ORDEM DE SERVIÇO 1:
Segundo o trecho sobre o filme "O Vale dos Lobos", em quantos cinemas da Alemanha ele está em exibição?
ORDEM DE SERVIÇO 2:
Liste todos os países citados pelo nome no trecho sobre o filme "O Vale dos Lobos".
ORDEM DE SERVIÇO 3:
Retome o trecho sobre o filme "O Vale dos Lobos" a partir da última frase apresentada, dando continuidade ao texto.

TRECHO SELECIONADO:
⁂

Na tarde do último sábado, dia 18, quando ao final do filme o herói, o agente secreto turco Polat Alemdar, crava um punhal no coração de Sam Marshall, o vilão americano, o cine Alhambra de Wedding, um bairro de Berlim com alta porcentagem de cidadãos de origem turca, explodiu num aplauso espontâneo.
"O Vale dos Lobos", a produção mais cara da história do cinema turco, estreou em 9 de fevereiro em sete países europeus. Entre eles a Alemanha, o país da União Européia com mais cidadãos de origem turca, onde é exibido em 68 cinemas e já foi visto por cerca de 200 mil espectadores.
O antiamericanismo desse Rambo à la turca provocou fortes críticas na imprensa alemã, que o qualificou de propaganda barata contra cristãos e judeus e expressou seu estupor por ver uma mensagem tão maniqueísta na Alemanha --país que, como a Turquia, é aliado dos EUA.

⁂

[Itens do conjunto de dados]
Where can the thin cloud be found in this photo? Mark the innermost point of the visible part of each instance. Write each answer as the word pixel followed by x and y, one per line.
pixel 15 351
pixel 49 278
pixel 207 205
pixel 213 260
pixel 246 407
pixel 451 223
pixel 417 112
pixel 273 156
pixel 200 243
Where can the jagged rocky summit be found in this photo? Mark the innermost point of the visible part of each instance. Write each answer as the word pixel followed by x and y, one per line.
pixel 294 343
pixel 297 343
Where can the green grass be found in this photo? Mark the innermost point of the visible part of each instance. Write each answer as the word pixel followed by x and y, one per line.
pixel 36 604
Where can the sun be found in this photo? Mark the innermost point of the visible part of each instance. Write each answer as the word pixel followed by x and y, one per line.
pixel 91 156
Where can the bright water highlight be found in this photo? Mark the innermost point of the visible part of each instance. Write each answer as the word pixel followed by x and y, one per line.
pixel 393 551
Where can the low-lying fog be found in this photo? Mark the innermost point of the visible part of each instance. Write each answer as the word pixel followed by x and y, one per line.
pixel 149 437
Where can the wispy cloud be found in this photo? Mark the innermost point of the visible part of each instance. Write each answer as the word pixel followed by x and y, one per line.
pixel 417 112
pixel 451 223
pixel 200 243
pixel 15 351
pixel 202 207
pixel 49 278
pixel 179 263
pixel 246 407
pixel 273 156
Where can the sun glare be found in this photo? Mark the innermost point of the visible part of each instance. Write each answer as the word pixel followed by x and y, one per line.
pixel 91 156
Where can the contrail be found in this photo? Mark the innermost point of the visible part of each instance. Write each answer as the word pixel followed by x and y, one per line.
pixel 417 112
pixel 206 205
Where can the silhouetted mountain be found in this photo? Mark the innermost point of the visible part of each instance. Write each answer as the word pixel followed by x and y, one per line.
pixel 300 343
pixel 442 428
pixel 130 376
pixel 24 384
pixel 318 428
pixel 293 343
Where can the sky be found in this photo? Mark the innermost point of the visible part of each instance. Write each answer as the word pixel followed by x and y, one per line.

⁂

RESULTADO ESPERADO 1:
Em 68 cinemas.

RESULTADO ESPERADO 2:
Alemanha, Turquia e EUA.

RESULTADO ESPERADO 3:
Mas hoje os multiplex dos bairros de imigrantes lotam com um público que vai ver um filme de ação em que os mocinhos não são os de sempre. "O Vale dos Lobos" chega à Alemanha, onde vivem cerca de 2,5 milhões de cidadãos de origem turca, justamente quando a reação de parte do islã às caricaturas de Maomé publicadas em um jornal dinamarquês alimentam o temor de um choque cultural entre o mundo muçulmano e a Europa ocidental.
A superprodução turca também dá um novo viés ao debate sobre a liberdade de expressão, gerado pelo desejo de algumas autoridades políticas e religiosas muçulmanas de censurar as caricaturas dinamarquesas. Até agora o governo dinamarquês resistiu às pressões para condenar as charges. Agora os apelos à censura vêm da Alemanha.
"Exijo que os cinemas deixem de exibir esse filme que fomenta o ódio racista e antiocidental", disse neste fim de semana o social-cristão Edmund Stoiber, primeiro-ministro da Baviera. O Conselho Central dos Judeus na Alemanha aderiu a essa exigência. Stoiber também pediu que o governo turco condene o filme.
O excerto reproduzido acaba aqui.